Provided passage
** start **

A controversial but frequently used term “abstract landscape” was introduced to denote one of the widely spread post-war interpretations of abstract painting with sources in experiences of nature, after the title of Aleksa Čelebonović’s 1961 exhibition in the Gallery of the Cultural Centre in Belgrade – Abstract Landscape, where Protić was one of the participants. The mentioned term had its origins in the genuine concept of paysagisme abstrait created by the French critic Michel Ragon. Protić believed that “imaginary spaces” was a more adequate denomination for his version of this painterly view – the concept was related to a cycle of big format paintings exhibited and well-received at the Biennial in Sao Paulo in 1965. The dominant element in those paintings was the motif of circle as the moon in the upper part of the canvas and a uniform dark surface as representation of land in the lower half of the painted field. “Imaginary spaces” referred to the fact that in that type of painting forms were not the existing and proven data from nature (moon, earth) but, in this case, also painterly entities of potential objectful qualities of some imaginary and non-existent landscapes. Protić defined this characteristic of his painting in the following statement: “… the circular form of the moon, yellow, white, blue, red or black, with a dramatic limbo, placed in the upper part, with impasto melting and falling like an echo of an explosion on lateral vertical margins. That link between the geometric and organic, between fantasy and reality was the link between heaven and earth or between concept and life”.
The painting that summarises the described process of gradual reduction of representation towards the sign and where that concept plays a major role is Gea (1969), a picture of exceptional status in the overall painterly opus of M. B. Protić, as confirmed by the fact that it was published in Gillo Dorfles’s book Ultime tendenze nell’arte d’oggi (1973). With regard to this painting and a number of those that treated related problems, created almost at the same time, their author quoted the following interpretations in the second volume of his Noah’s Arc (1969): “In the beginning (…) a somewhat geometrically reshaped object was incorporated in the structure of the painting, but it was material and materialised. After that, it changed and became a symbol, a sensitive semantic code…”. And further on, at a different place, he said that it was “an attempt to introduce the power of one’s personal experience into new spiritual needs… Innovation could be observed in the final reduction of the object, in the demonstration of the resources, in an almost purist syntax”.

** end **

Dataset

** start **

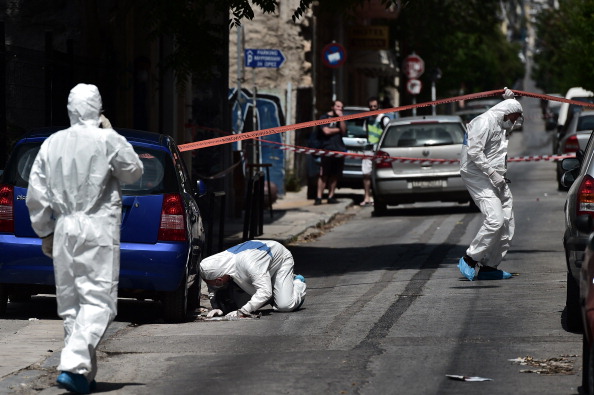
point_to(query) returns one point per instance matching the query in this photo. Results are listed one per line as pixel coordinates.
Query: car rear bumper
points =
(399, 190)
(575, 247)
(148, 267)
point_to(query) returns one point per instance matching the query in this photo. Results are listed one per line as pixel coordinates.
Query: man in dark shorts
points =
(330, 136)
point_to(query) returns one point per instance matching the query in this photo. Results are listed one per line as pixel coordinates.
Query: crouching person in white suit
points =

** end **
** start **

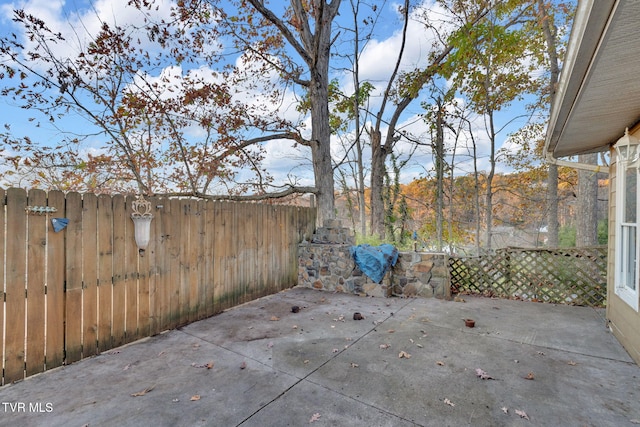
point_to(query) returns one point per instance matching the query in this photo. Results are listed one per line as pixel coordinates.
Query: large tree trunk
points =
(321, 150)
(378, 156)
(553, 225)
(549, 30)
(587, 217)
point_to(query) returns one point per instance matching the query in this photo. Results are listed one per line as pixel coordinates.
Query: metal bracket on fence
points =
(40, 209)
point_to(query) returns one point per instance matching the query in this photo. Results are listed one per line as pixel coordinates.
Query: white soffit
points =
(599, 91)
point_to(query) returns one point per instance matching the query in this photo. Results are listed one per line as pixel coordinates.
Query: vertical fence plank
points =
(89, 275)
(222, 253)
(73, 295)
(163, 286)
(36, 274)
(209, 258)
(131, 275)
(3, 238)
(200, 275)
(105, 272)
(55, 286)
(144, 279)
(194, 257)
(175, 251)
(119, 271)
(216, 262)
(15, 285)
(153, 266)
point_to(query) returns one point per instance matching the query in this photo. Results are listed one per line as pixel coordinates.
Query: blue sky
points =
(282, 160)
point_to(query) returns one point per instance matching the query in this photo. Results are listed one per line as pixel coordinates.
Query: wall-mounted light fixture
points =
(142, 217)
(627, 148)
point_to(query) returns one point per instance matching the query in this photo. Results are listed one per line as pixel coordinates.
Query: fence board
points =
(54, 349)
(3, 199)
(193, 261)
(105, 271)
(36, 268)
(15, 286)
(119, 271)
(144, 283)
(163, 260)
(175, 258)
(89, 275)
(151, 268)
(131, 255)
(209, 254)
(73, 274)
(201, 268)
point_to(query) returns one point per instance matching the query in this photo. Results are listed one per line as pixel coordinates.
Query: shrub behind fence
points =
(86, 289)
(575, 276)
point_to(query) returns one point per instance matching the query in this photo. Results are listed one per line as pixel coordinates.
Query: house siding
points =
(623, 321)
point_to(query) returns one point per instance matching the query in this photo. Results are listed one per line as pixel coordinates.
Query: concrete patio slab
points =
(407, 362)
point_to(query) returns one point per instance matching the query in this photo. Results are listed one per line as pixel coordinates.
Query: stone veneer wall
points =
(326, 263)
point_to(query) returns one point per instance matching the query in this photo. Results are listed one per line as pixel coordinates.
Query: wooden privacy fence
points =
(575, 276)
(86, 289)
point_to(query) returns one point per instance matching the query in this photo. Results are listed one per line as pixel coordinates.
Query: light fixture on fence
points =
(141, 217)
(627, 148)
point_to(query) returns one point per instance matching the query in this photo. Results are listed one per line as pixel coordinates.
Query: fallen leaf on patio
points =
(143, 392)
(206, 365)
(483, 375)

** end **

Problem requirements
Which colors does the passage on Protić's painting give for the circular form of the moon? List them all.

Full solution
Yellow, white, blue, red, and black.